Before anything else, copy every record below exactly as it stands.

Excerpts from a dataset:
----

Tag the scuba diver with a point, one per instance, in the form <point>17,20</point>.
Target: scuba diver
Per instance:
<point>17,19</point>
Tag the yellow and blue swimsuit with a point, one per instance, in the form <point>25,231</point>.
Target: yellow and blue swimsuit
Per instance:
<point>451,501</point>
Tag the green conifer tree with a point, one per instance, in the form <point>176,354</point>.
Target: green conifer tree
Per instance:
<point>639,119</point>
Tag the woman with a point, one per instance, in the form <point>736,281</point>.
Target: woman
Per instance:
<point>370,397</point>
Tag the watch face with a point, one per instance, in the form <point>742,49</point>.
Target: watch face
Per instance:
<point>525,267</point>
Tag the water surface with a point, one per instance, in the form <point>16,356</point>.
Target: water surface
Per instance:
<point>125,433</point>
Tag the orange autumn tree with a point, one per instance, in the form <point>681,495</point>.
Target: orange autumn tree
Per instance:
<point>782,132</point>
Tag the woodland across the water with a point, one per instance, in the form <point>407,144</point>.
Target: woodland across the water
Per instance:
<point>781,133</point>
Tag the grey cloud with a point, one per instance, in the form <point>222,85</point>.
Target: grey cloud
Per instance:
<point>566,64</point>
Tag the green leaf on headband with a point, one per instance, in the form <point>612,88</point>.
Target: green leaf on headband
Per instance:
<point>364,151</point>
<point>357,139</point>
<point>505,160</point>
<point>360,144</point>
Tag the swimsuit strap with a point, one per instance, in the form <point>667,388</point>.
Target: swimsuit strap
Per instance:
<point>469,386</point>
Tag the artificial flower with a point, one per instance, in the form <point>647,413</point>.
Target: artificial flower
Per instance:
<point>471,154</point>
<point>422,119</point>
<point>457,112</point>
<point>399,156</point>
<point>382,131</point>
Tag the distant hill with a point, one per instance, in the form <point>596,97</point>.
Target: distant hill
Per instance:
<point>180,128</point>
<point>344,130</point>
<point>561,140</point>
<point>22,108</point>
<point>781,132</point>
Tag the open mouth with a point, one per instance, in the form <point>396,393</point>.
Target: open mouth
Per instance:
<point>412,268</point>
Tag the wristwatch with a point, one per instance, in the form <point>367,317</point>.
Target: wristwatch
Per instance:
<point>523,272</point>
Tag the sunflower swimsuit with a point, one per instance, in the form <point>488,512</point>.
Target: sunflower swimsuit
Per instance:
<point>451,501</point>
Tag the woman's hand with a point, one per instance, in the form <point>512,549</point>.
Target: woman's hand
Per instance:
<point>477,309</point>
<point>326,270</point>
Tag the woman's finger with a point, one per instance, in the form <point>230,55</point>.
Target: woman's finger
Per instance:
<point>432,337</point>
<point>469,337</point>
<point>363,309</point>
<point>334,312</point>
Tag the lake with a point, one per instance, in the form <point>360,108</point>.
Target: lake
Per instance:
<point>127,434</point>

----

#### [Exercise solution]
Tag the scuba diver with a point, one per instance, in the form <point>17,20</point>.
Target: scuba diver
Per instance:
<point>17,19</point>
Tag the yellow and blue swimsuit with a point, one per instance, in the form <point>25,231</point>.
Target: yellow and blue swimsuit
Per instance:
<point>451,501</point>
Tag the green conifer tree with a point, one per instance, in the form <point>176,354</point>.
Target: green conifer tree
Per instance:
<point>639,119</point>
Tag the woman with a point, one per instance, in the form <point>736,281</point>.
Target: woman
Per instance:
<point>370,397</point>
Tag the watch face with a point, one per instance, in the form <point>742,49</point>.
Target: watch face
Per instance:
<point>525,267</point>
Tag the water surface with a point, one per instance, in the form <point>16,356</point>.
Target: water surface
Per instance:
<point>125,433</point>
Tag the orange autumn tree with a point, one per instance, in the form <point>681,495</point>.
Target: orange autumn tree
Per instance:
<point>782,132</point>
Tag the woodland across the water with a point, one per instance, in the form <point>407,144</point>.
Target: woodland across the water
Per instance:
<point>781,133</point>
Tag the grey cloud with a point, one per instance, in the form <point>222,85</point>.
Target: grey cloud
Per instance:
<point>566,64</point>
Tag the green leaf on headband with a point, one per instance, in the form <point>612,88</point>.
Target: green leaf on headband
Per instance:
<point>364,151</point>
<point>357,139</point>
<point>505,160</point>
<point>360,144</point>
Tag the swimsuit strap with a point, one per instance, in the form <point>667,388</point>.
Target: swimsuit strap
Per instance:
<point>469,386</point>
Tag the artificial flower with a point, one per instance, in the form <point>647,413</point>.
Target: artificial flower
Per instance:
<point>471,154</point>
<point>422,119</point>
<point>457,112</point>
<point>399,156</point>
<point>382,131</point>
Tag the distant hill with a point, one per instance, in the form <point>596,97</point>.
Target: distant hill
Per instance:
<point>180,128</point>
<point>344,130</point>
<point>561,140</point>
<point>22,108</point>
<point>781,132</point>
Tag the open mouth with a point, one per instance, in the form <point>396,393</point>.
Target: open mouth
Per instance:
<point>412,268</point>
Tag the wristwatch with a point, one per instance, in the form <point>367,317</point>.
Target: wristwatch
Per instance:
<point>523,272</point>
Tag the sunflower swimsuit with a point, one per instance, in the form <point>488,512</point>.
Target: sunflower swimsuit
Per instance:
<point>451,501</point>
Tag the woman's hand with a point, one per instance, in the form <point>512,549</point>.
Target: woman's hand
Per instance:
<point>477,309</point>
<point>326,270</point>
Tag the woman's finger with a point, one per instance, in the form <point>230,55</point>.
Target: woman's finger
Per instance:
<point>432,337</point>
<point>469,337</point>
<point>363,309</point>
<point>334,312</point>
Tag the lake with a point, one per instance, in the form <point>360,108</point>.
Target: lake
Per instance:
<point>127,434</point>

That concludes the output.